Friday, November 28, 2008

Italiota idiota

Interessi dell'oligarchia imprenditoriale. Questa la destinazione degli ultimi 17 miliardi usciti dal cappello del prestigiatore Tremonti e stanziabili per la 'ricostruzione' delle scuole. Tutto ciò perché una manipolazione strutturale un po' approssimativa di un plesso scolastico ha prodotto, a Rivoli, rivoli di sangue e strascichi di polemiche. "La scuola è allo sfascio!" - e questo si sapeva già, a causa dell'endemica disoccupazione dei cervelli che in vece di pensare industriosamente, si accasciano senza passione e convinzione nella domestica quiete della prospettiva di una cattedra in qualche istituto tecnico di provincia dove combattere qualche ora la mattina con scalmanati irrispettosi del vivere civile e protetti da famiglie sempre più deboli e lassiste, il pomeriggio con i di loro genitori offesi da un 6- all'interrogazione di italiano, il weekend lungo a fianco dei sindacati contro non sanno loro neppure cosa.
D'altronde 'la scuola al fascio' suonerebbe un po' strano... ma chi di quelli che hanno conosciuto la disciplina e l'ordine di altri tempi, esclusi certi eccessi evitabili, non ha desiderio di un regime dove il rispetto per l'individuo sia tutt'uno con la sua valorizzazione, necessariamente diseguale, nella società? Pochi? Tanti? Ma chi ha la consapevolezza che siamo tutti colpevoli, con il nostro farisaico perbenismo e per la nostra attitudine naturale alla conciliazione e al compromesso, del disfacimento dei tessuti della società? Del disordine funzionale e della distruzione strutturale. Ce se ne accorge quando l'età giovane macchia di rosso il pavimento travolta da travi infisse alla carlona o trafitta da schegge di rabbia impazzita o quando le mani sporche di calce piombano impotenti su un terreno troppo velocemente attrattivo.
Avvilente. La risposta alla dissoluzione della scuola qual è? Diamo soldi alle imprese di ristrutturazione che daranno una bella e costosa sistematina alle facciate degli edifici, divellendo cornicioni solidi, rifacendo impianti a norma, impolverando una già nebbiosa situazione sociale.
17 miliardi in un giorno! dopo averne tagliato 1 e mezzo all'Università. tanto si sa che i soffitti degli Atenei reggono meglio, sorretti dalle cariatidi della ricerca. eppure basterebbe qualche calcinaccio, altro che Onda, e i sospirati soldi arriverebbero anche lì.
Vergogna!

Monday, November 24, 2008

...anzi Luxuria

La profezia non si è realizzata. Non sempre prevalgono i migliori. L'Isola avrebbe dovuto premiare in assoluto chi si era dato più da fare e meglio aveva resistito alle condizioni ambientali, ma alcuni di questi erano già stati eliminati (Rossano) o si erano ritirati (Ciavarro). Restava la rosa piangente descritta nell'ultimo post, in cui alla freddezza sentimentale dello spilungone veneto ed al fiume di lacrime asciutte del postpunk emiliano il "pubblico" aveva preferito le curve dell'argentina e il ritratto di un'indecisa foggiana, che ha stimolato infine maggiore compassione, giocando sul pietismo e sulla retorica dell'emarginazione. Stucchevole.
■ ■ ■ ■ ■ ■ ■
→ Compiti ed esercizi
- A) Rispondi brevemente a queste domande sul testo fornito:
(i) A quanto ammontano i fondi stanziabili per la "ricostruzione" delle scuole?
(ii) Quanto è stato tagliato all'Università?
(iii) Quale concorrente dell'Isola si era ritirato?
- B) Elenca tutte le azioni che, secondo il testo fornito, compiranno le imprese di ristrutturazione una volta ricevuti i soldi.
■ ■ ■ ■ ■ ■ ■
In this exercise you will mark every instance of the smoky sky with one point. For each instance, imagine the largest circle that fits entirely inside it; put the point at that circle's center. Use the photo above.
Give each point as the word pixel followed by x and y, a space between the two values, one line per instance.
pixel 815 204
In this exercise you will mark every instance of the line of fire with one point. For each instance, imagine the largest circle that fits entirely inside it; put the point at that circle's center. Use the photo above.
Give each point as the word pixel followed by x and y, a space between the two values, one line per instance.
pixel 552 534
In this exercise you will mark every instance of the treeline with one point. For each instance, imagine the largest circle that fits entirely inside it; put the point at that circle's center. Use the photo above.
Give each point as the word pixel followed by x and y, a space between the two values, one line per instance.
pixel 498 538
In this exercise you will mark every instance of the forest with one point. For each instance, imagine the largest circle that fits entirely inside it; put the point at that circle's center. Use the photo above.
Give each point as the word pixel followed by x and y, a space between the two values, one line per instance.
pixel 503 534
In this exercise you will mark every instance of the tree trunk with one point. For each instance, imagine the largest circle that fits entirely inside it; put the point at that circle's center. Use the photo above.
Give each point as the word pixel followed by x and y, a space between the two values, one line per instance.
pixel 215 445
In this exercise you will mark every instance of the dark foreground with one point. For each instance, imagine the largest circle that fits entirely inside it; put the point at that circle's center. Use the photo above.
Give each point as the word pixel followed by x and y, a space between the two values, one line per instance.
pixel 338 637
■ ■ ■ ■ ■ ■ ■
→ Soluzioni complete
- A)
(i) 17 miliardi.
(ii) Un miliardo e mezzo.
(iii) Ciavarro.

- B)
- Daranno una bella e costosa sistematina alle facciate degli edifici.
- Divelleranno cornicioni solidi.
- Rifaranno impianti a norma.
- Impolvereranno una già nebbiosa situazione sociale.